▶ [CHECK YOUR UNDERSTANDING]:
1) Answer these questions about the book review:
(a) How many pages does the e-book edition have?
(b) Which publisher released the book, and on what date?
(c) What year does Prenna James come from?
2) Rewrite the book review from "I first heard" up to and including "of pretty covers.", and swap "intriguing" for "mysterious".
Segment Start: PASSAGE PROVIDED
My rating: 3 of 5 stars
e-book, 183 pages
Published April 8th 2014 by Delacorte Press
Available on: Hardcover, Kindle, Audiobook
The Here and Now by Ann Brashares is a YA story marketed as “an unforgettable epic romantic thriller” about Prenna James, a 17-year-old girl from the future, year 2090, who might be able to save the world if she manages to “follow the rules, remember what happened and never fall in love“.
I first heard of this book on the NetGalley’s Book Buzz Spring / Summer 2014 edition. The premise is very attractive. Time traveling to “save the world”. But what attracted me the most was that cover. It is eye-catching. The colors are my favorite colors in the world. The photograph behind the diamond art is intriguing. Thumbs up for the cover designer. It’s on my list of pretty covers.
The Here and Now is a super-fast entertaining read. I had just read a long difficult classic so The Here and Now was the perfect light read I needed.
Segment End: PASSAGE PROVIDED
Segment Start: DATA LISTING
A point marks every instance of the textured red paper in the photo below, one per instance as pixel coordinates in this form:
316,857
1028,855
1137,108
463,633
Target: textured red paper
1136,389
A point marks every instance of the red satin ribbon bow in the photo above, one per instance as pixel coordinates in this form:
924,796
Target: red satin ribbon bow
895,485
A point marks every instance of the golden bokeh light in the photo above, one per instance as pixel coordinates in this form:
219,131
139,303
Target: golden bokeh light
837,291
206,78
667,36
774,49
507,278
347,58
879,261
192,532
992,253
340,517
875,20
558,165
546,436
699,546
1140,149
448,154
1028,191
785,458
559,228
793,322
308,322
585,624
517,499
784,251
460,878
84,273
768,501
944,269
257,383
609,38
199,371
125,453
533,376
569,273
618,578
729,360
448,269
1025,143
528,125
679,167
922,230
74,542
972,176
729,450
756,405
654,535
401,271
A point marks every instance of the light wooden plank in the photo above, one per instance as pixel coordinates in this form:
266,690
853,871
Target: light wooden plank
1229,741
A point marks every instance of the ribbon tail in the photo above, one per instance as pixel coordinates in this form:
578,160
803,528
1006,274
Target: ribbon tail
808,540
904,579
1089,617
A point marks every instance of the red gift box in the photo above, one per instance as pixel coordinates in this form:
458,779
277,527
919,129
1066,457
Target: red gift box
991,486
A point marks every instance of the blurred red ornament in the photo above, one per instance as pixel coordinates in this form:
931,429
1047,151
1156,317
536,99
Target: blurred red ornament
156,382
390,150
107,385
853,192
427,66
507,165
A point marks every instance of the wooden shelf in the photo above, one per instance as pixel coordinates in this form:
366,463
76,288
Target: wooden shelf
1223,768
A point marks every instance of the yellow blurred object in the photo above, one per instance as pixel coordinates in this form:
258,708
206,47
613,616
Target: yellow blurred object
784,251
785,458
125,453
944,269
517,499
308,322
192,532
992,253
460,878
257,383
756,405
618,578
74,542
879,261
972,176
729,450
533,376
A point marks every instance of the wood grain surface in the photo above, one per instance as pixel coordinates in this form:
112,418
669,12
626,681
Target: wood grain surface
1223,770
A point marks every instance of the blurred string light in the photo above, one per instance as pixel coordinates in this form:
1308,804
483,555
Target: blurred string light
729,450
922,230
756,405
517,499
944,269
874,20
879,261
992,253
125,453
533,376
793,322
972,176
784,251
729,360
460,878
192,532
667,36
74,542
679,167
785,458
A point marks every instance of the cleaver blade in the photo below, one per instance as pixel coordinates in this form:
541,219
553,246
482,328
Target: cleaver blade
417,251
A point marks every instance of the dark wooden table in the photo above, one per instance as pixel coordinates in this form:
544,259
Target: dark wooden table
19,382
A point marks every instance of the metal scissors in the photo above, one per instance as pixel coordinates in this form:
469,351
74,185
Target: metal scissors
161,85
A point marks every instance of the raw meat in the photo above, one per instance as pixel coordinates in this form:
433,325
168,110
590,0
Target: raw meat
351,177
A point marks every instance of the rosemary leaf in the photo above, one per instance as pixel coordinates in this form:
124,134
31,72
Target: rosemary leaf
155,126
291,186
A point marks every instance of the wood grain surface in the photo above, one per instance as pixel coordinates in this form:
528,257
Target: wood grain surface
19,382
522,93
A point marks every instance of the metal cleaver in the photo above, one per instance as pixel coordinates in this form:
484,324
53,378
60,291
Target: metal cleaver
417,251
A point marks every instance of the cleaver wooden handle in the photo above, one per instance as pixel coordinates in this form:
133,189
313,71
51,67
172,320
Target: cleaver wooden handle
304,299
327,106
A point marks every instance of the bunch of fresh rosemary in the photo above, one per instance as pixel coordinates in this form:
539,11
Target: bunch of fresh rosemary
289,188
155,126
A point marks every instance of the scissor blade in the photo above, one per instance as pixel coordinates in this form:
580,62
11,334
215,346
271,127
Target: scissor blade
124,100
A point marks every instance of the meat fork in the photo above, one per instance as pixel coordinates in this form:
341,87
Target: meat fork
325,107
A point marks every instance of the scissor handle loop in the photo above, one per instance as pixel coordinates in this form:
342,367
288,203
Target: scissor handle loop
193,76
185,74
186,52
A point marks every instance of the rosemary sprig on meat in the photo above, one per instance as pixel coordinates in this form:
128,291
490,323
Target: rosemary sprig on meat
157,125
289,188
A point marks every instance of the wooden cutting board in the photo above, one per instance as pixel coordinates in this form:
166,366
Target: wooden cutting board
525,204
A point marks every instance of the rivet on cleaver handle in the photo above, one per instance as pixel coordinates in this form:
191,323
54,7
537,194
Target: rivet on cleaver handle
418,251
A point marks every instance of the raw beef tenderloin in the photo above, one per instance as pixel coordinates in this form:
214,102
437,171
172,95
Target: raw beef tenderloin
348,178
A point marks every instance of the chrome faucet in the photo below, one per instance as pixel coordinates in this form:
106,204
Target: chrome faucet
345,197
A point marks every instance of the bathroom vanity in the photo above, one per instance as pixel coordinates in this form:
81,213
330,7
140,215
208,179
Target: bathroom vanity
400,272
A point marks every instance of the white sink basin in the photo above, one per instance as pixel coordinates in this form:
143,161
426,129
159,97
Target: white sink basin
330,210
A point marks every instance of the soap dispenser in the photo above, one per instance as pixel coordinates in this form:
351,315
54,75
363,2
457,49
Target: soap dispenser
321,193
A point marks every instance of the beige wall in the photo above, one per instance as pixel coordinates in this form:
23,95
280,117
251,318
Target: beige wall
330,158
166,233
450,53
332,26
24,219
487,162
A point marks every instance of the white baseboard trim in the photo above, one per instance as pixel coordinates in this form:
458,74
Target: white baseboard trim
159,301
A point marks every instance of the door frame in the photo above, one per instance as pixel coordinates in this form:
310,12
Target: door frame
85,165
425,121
Segment End: DATA LISTING
▶ [TASK-BY-TASK OUTPUTS]:
1)
(a) 183 pages
(b) Delacorte Press, on April 8th 2014
(c) 2090

2)
I first heard of this book on the NetGalley’s Book Buzz Spring / Summer 2014 edition. The premise is very attractive. Time traveling to “save the world”. But what attracted me the most was that cover. It is eye-catching. The colors are my favorite colors in the world. The photograph behind the diamond art is mysterious. Thumbs up for the cover designer. It’s on my list of pretty covers.